# Stated exercise:
Find every line below that contains the string "blouse" and copy each of those lines in full.

# Records for this task:
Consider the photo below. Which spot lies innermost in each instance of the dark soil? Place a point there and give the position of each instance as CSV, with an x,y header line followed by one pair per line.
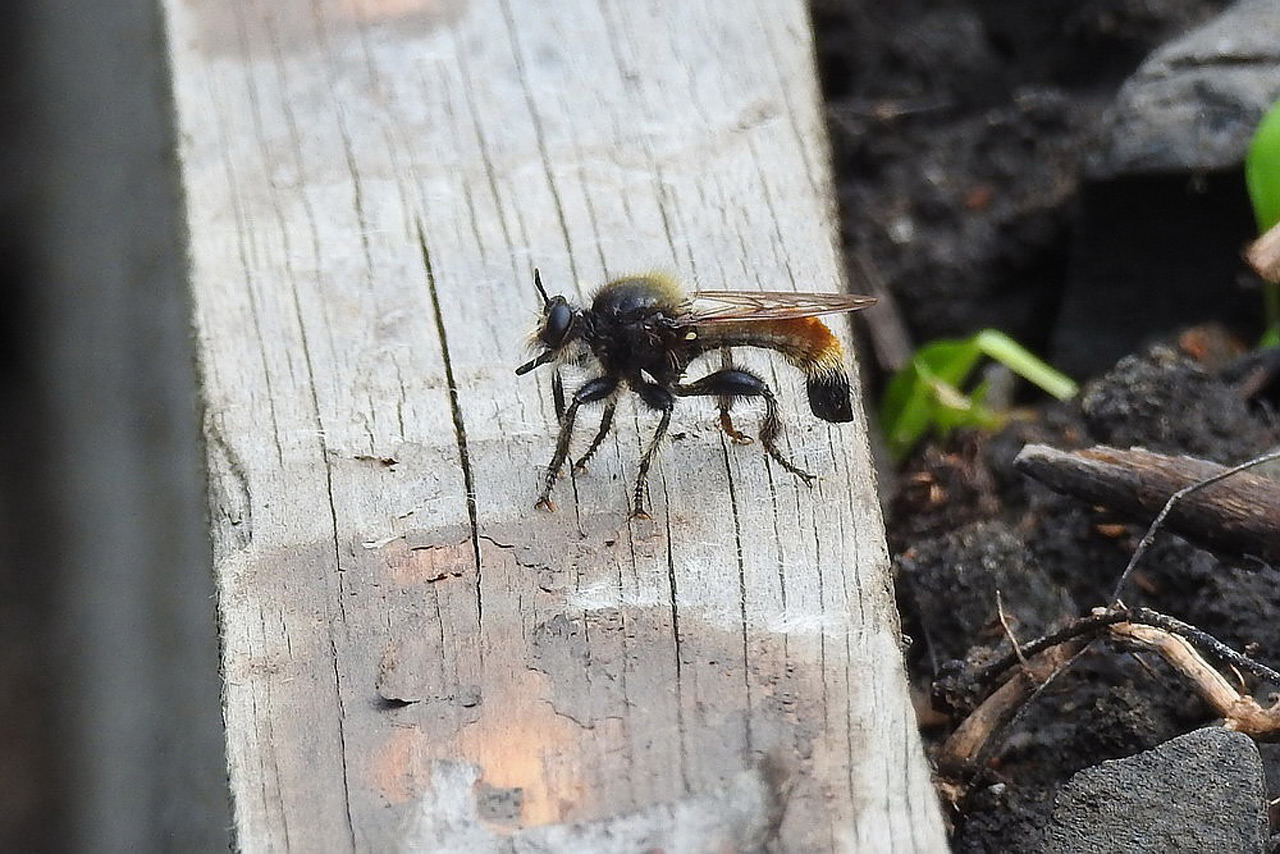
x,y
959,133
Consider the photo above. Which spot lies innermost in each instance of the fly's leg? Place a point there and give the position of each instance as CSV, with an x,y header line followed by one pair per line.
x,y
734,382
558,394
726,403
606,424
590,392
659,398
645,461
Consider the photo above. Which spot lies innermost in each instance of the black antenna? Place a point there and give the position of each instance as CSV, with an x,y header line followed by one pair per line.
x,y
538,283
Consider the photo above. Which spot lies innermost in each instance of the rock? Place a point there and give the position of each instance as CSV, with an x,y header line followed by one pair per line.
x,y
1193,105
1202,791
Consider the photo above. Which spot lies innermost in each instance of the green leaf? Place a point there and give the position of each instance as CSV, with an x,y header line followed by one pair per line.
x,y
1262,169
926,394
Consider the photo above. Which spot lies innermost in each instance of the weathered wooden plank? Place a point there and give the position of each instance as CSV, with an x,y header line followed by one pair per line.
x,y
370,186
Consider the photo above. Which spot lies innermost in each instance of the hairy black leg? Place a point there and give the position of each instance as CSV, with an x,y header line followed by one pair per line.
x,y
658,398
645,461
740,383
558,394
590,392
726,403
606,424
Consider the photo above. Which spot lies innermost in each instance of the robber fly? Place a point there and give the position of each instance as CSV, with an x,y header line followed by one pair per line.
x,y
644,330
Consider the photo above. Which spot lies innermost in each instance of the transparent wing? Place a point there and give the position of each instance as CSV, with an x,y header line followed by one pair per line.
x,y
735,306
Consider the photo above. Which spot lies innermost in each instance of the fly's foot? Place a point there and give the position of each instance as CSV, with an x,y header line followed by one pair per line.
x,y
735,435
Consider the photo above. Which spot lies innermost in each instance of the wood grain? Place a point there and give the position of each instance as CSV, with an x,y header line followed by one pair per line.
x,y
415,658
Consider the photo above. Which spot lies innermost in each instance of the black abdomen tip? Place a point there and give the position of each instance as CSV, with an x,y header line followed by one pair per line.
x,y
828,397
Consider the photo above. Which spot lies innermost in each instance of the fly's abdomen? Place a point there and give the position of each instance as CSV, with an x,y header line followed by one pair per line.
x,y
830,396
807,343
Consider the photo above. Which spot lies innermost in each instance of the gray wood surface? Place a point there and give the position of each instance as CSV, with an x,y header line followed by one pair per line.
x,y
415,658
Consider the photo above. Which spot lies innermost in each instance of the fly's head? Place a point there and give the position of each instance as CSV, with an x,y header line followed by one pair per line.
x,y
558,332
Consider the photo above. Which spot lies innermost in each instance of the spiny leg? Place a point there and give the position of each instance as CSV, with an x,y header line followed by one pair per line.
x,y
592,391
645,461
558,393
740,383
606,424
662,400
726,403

---

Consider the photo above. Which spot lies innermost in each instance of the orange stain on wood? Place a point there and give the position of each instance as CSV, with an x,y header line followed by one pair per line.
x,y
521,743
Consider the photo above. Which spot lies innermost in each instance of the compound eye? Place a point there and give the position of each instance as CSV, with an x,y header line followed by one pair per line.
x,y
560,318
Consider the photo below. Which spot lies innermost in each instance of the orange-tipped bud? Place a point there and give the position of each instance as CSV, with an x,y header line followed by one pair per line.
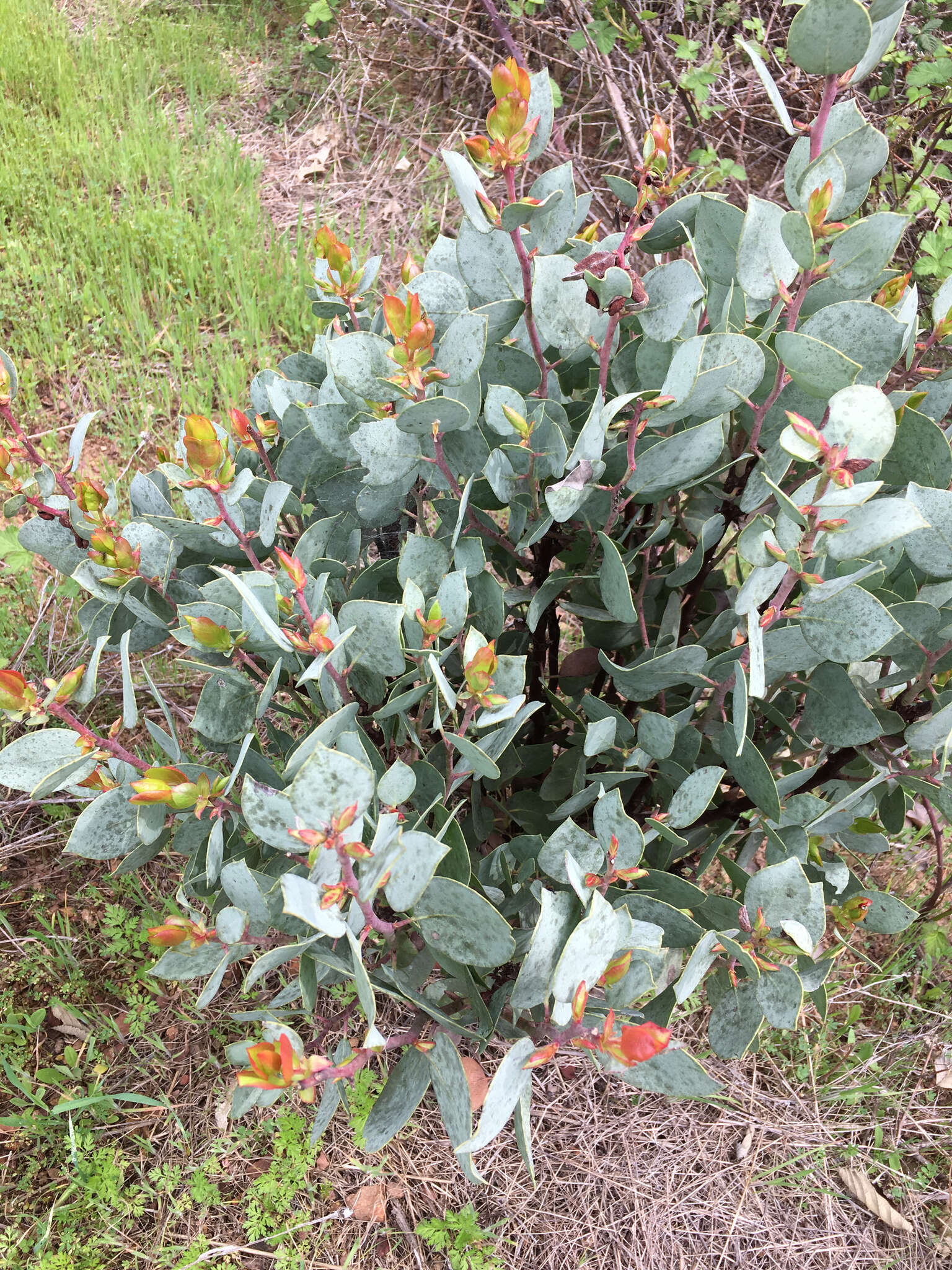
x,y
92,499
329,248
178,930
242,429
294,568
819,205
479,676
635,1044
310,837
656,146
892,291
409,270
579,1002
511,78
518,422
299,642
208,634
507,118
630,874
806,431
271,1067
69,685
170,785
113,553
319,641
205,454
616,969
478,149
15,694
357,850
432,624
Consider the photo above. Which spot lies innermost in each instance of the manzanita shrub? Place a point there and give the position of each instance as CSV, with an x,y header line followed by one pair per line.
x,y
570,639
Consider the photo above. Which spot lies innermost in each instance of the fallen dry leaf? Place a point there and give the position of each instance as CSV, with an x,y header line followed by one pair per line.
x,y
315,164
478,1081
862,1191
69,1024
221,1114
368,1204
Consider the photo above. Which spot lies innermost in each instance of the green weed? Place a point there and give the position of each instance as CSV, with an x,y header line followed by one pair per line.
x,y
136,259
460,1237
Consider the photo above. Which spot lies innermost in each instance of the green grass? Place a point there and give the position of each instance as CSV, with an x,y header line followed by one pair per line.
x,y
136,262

...

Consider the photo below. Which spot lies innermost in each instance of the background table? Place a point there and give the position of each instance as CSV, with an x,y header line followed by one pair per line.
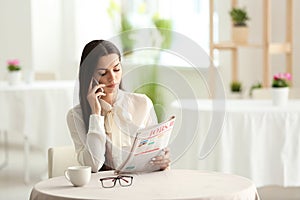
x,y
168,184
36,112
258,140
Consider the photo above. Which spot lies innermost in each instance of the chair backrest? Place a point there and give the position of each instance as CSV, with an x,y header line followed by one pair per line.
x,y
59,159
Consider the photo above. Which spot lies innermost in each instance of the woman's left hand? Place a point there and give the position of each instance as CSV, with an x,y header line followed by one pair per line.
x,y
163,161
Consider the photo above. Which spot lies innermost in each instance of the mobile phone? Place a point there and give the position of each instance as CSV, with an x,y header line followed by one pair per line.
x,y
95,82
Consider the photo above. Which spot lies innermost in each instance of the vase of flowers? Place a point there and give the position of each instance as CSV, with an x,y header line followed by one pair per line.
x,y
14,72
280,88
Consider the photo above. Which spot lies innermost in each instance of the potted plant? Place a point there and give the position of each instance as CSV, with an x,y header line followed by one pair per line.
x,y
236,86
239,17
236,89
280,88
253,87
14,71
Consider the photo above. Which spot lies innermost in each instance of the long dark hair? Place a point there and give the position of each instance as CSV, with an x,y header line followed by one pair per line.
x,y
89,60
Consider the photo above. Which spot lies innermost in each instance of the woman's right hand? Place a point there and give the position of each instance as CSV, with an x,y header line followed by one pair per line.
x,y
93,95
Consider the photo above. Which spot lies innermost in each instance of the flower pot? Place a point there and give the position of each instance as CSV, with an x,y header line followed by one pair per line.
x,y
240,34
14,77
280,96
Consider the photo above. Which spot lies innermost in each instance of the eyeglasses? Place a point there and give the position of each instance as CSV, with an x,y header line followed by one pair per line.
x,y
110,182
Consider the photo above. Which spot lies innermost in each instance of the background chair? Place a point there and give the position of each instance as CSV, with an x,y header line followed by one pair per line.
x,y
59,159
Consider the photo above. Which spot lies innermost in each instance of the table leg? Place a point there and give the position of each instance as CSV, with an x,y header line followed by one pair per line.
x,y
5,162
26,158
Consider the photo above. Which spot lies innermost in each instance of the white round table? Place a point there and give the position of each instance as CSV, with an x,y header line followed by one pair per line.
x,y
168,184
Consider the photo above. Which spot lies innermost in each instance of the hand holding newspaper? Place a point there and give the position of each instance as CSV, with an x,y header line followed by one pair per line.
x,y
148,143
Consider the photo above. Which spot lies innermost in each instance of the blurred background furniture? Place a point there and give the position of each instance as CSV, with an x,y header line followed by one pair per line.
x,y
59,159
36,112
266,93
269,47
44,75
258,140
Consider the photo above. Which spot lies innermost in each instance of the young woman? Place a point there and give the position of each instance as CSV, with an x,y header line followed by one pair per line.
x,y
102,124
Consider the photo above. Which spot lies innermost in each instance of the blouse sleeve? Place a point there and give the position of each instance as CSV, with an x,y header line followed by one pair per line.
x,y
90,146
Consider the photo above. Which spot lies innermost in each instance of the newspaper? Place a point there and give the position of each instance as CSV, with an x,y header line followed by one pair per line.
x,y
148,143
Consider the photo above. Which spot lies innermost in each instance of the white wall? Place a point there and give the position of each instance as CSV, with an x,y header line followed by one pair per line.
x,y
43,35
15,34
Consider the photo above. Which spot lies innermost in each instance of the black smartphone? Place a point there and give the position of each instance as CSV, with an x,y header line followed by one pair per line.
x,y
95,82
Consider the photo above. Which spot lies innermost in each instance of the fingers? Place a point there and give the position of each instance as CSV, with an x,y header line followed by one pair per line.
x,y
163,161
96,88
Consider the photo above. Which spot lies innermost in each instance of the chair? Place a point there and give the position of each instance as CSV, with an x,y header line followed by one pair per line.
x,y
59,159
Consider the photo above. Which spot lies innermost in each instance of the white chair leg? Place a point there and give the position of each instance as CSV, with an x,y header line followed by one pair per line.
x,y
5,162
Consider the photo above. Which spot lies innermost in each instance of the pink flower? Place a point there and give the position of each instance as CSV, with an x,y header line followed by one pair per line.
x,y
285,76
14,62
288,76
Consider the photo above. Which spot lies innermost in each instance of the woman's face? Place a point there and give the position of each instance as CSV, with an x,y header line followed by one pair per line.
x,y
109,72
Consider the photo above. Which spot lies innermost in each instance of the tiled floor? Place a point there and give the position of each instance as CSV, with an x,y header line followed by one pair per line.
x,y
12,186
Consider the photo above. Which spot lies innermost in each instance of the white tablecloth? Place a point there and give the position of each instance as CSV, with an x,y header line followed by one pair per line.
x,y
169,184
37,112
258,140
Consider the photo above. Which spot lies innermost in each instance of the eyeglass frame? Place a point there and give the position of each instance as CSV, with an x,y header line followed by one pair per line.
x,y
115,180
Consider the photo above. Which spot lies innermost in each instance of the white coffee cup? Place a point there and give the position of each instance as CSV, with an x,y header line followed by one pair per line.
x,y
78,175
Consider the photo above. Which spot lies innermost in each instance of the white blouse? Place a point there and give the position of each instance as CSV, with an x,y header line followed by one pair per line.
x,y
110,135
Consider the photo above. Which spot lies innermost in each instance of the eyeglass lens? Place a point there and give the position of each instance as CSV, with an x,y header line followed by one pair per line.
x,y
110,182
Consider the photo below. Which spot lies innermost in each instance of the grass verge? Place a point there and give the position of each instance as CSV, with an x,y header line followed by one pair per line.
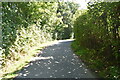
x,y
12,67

# Task solution:
Consider the photo above. Which spot lies innermost in each instance of the blouse sleeve? Place a point there and give the position of each instance as CSV, with an x,y header line followed by one pair per line.
Consider the photo above. Which spot lies innermost in each instance of the white blouse? Place a point there and give the position of each instance as CSV, with an x,y header line followed by one pair per line.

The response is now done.